MNCs outshine market, return 400 bps more in last 6 months
“MNCs are now trading near the mean premium valuation," says Dhirendra Tiwari.

Siemens, Honeywell Automation, Bata, Pfizer, Sanofi, Bayer Cropscience, Grindwell Norton and Timken can still offer 20-40 per cent returns in the next two years, said analysts.
Siemens, Honeywell Automation, Bata, Pfizer, Sanofi, Bayer Cropscience, Grindwell Norton and Timken can still offer 20-40 per cent returns in the next two years, said analysts.
“Given the outperformance, MNCs are now trading near the mean premium valuation. Going ahead, favourable industry tailwinds are likely to help MNCs to structurally deliver accelerated earnings growth over a medium to long term, leading them to trade at premium valuations relative to Nifty 50,” said Dhirendra Tiwari, analyst, Antique Stock Broking.
Some of the MNCs such as Linde India, Astrazeneca Pharma, Abbott India, Pfizer, Whirlpool of India, Siemens and Wendt India have rallied between 20 per cent and 40 per cent in the last six months.
“We prefer stocks which are high on quality — HUL, Nestle, Bosch, Colgate, Siemens, ABB India, P&G Hygiene in large-caps; Gillette India, Honeywell Automation and GSK Pharma in midcaps; Pfizer, Sanofi, SKF India, Cummins, Grindwell Norton, Timken India, Johnson Controls, Linde and Kennametal in smallcaps,” said Tiwari.

Currently, the Nifty MNC index is trading at 23.7 times 1-year forward PE, which is slightly above its longterm mean valuation of 22.4x.
“Quality carries a premium. That’s quite evident in the high valuations commanded by companies with high-quality management and pedigree,” said Gaurav Dua, head – Capital Market Strategy & Investments, Sharekhan. “Many of the MNCs in India operate in consumer and pharma sectors and perfectly fit the criteria of steady growth and quality management. Thus, investors in multinational companies have done pretty well over a longer period of time.”

◆ ◆ ◆ ◆ ◆ ◆ ◆

Action item: Reproduce word for word the passage of the MNC article that begins with the words "Some of the" and ends with "last six months.". The listing comes from a different source than the MNC article.

Given information:

◆ ◆ ◆ ◆ ◆ ◆ ◆

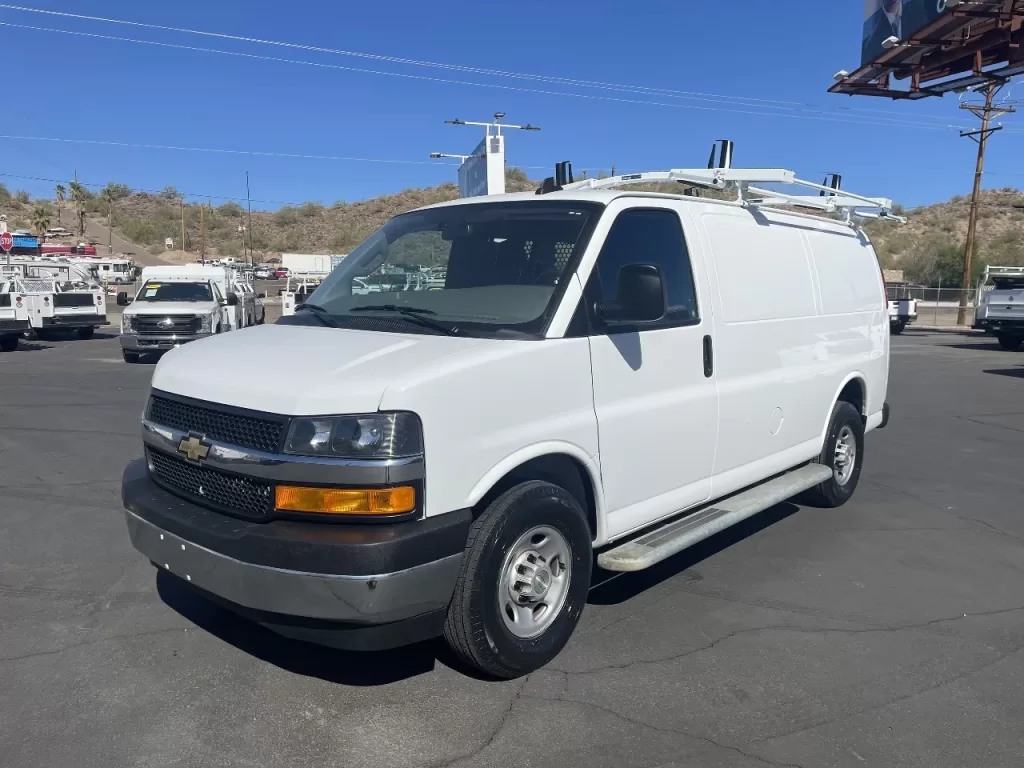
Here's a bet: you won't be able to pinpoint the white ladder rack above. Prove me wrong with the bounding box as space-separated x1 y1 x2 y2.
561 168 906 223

◆ ◆ ◆ ◆ ◆ ◆ ◆

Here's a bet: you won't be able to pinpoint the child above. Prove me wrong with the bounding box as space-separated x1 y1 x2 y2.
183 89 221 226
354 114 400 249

◆ ◆ ◆ ◆ ◆ ◆ ◆

Your response:
Some of the MNCs such as Linde India, Astrazeneca Pharma, Abbott India, Pfizer, Whirlpool of India, Siemens and Wendt India have rallied between 20 per cent and 40 per cent in the last six months.